◆ **TASK DETAILS**:
Repeat word for word the part of the passage on teenagers and saving below, starting at "Encouraging a teenager" and ending at "their personal affairs.".

◆ **TEXT TO READ**:

- - - - - - -

Encouraging a teenager to start saving is easier said than done. At this stage in life, they are first discovering their identity and becoming more independent. Unfortunately, that does not always include their finances. Most teens want you to continue supporting them financially, even if they don’t want you meddling in their personal affairs.
As heart-wrenching as it may feel, it’s important to accept your teenager’s desire to spread their wings. In fact, you should celebrate their desire to think independently—it will take them a long way in life.
Instead of fighting the inevitable phase of letting go, you can start educating them about the spending and financial issues that often accompany adulthood. What they don’t know can hurt them as they navigate the real world.
While it is understandable for parents to shield their kids from financial stress, it is not always wise to do so. It’s crucial for them to learn about money management before they start making their own decisions.

- - - - - - -

◆ **EXTRACTED MATERIAL**:
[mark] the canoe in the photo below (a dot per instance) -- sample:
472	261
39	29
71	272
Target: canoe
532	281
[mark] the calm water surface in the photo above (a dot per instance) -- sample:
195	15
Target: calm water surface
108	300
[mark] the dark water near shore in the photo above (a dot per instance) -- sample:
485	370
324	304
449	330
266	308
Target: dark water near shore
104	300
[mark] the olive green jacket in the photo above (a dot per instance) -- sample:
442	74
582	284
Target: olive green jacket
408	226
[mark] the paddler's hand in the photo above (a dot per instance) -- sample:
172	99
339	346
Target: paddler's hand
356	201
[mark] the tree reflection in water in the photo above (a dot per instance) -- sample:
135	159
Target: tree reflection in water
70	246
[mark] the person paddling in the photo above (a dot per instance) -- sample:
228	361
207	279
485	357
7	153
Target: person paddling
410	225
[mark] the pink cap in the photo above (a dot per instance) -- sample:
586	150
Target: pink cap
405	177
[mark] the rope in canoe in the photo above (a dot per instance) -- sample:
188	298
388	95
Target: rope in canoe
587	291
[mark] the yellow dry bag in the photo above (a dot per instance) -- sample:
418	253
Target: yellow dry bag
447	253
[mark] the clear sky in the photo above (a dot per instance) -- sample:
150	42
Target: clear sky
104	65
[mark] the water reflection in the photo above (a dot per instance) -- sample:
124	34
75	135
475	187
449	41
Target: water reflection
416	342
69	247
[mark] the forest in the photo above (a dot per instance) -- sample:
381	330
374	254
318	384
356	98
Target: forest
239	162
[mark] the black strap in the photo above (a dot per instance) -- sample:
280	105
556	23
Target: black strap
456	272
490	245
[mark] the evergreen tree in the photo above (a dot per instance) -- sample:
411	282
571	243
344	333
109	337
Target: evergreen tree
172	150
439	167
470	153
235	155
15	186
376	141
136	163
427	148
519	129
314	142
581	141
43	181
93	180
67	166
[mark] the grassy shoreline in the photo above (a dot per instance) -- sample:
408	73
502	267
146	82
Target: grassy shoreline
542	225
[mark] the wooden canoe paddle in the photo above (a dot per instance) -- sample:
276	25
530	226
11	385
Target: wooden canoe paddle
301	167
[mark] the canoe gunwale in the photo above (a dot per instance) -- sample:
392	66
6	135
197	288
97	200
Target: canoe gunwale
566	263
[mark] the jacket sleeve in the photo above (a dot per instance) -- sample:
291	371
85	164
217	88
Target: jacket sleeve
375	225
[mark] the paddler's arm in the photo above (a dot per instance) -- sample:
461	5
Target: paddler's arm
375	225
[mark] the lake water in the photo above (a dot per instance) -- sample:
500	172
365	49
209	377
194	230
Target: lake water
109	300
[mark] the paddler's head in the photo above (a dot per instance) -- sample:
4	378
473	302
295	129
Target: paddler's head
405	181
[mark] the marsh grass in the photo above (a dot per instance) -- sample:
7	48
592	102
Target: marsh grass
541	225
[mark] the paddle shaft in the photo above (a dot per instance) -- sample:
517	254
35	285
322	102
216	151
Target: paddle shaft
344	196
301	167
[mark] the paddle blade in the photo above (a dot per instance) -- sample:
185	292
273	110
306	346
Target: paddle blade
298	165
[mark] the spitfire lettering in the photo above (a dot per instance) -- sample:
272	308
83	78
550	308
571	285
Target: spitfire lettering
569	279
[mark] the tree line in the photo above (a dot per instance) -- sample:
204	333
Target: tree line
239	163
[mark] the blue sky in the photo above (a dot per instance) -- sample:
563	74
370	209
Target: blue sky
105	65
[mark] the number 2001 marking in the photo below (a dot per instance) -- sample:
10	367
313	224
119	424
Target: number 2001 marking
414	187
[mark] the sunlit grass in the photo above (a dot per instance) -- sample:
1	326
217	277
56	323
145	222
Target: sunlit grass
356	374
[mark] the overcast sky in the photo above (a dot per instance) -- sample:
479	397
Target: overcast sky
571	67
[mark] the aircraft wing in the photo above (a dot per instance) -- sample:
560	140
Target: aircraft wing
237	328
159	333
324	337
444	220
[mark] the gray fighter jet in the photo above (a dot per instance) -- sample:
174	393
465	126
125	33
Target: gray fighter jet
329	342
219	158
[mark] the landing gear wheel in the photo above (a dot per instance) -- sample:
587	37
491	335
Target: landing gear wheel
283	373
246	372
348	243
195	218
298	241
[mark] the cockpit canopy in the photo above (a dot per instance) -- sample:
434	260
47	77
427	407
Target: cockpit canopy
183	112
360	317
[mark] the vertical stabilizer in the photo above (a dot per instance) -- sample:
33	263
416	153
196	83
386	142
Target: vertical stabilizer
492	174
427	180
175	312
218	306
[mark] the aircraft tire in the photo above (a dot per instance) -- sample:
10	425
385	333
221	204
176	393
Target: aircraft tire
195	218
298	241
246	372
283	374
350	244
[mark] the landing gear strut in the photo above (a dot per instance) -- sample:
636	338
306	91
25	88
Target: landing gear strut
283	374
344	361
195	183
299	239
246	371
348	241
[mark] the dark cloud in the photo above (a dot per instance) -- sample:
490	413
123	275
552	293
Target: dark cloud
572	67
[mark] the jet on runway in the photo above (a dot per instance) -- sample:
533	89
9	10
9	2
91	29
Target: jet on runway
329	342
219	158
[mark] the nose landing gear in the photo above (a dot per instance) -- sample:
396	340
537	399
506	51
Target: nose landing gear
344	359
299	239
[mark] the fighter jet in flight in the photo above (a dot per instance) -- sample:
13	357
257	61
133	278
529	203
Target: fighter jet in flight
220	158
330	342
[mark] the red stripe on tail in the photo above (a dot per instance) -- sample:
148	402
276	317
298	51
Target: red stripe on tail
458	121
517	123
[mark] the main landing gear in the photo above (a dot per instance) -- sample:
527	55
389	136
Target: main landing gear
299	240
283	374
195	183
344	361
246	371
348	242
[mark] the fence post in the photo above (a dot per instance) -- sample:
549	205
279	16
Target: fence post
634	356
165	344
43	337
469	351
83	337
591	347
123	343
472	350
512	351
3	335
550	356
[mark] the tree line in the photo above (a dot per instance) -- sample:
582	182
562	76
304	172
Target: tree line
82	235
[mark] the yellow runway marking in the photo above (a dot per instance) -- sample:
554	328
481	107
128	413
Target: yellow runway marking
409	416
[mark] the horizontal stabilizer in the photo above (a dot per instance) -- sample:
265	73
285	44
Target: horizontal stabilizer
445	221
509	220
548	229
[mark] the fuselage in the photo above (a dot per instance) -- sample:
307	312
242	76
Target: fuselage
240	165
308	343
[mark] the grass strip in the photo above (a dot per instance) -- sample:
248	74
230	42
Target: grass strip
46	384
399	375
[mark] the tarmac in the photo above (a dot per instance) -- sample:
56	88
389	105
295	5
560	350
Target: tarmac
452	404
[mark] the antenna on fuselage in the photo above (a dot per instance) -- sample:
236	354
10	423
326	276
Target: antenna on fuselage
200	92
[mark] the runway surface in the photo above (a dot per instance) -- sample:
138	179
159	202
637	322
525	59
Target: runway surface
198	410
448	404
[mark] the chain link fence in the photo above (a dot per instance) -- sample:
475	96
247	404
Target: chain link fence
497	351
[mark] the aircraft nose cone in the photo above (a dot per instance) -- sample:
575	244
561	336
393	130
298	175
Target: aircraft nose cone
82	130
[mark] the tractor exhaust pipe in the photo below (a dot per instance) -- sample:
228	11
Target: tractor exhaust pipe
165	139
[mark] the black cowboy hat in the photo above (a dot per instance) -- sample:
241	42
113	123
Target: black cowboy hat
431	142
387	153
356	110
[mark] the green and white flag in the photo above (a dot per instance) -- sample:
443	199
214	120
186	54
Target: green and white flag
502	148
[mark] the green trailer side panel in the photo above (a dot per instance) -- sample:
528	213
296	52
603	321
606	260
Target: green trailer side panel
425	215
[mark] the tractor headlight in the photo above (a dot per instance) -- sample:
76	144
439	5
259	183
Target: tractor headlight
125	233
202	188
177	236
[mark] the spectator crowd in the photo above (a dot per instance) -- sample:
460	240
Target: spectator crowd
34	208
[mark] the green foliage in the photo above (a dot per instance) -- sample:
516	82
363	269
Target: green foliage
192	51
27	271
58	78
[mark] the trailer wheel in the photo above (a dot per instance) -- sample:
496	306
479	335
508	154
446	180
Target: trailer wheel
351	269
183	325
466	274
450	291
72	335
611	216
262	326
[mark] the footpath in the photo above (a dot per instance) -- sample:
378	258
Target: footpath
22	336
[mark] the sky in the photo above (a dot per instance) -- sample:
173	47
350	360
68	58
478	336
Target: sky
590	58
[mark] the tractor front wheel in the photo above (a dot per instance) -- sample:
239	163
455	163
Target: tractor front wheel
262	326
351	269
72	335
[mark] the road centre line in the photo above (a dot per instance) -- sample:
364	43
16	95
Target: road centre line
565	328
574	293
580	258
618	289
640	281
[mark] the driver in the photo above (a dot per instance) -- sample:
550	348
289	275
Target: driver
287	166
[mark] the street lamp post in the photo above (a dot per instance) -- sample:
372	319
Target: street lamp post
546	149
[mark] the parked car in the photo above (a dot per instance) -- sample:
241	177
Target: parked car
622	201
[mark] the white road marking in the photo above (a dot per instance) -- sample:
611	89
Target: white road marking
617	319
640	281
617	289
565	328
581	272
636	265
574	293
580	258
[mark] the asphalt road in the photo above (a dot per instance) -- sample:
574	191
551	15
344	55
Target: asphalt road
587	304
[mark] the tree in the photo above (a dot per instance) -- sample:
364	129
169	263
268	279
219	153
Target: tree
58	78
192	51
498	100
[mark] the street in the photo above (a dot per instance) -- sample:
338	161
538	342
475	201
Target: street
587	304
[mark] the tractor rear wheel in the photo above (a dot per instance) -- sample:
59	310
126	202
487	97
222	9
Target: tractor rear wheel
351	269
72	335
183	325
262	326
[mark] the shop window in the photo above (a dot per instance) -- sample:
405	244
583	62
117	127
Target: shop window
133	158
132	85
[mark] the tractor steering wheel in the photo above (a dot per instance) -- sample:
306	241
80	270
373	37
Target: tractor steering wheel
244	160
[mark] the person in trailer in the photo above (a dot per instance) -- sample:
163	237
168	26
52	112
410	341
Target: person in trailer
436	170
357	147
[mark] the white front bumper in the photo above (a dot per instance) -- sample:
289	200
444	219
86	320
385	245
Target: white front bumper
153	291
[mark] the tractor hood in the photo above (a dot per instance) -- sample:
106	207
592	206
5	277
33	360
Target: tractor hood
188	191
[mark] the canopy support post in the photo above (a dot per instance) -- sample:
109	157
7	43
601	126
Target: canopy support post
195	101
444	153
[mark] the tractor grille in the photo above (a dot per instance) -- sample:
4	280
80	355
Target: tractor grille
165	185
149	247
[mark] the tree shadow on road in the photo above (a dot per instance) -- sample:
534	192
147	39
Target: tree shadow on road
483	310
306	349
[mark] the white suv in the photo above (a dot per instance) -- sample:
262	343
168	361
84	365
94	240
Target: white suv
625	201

- - - - - - -

◆ **FULL ANSWER**:
Encouraging a teenager to start saving is easier said than done. At this stage in life, they are first discovering their identity and becoming more independent. Unfortunately, that does not always include their finances. Most teens want you to continue supporting them financially, even if they don’t want you meddling in their personal affairs.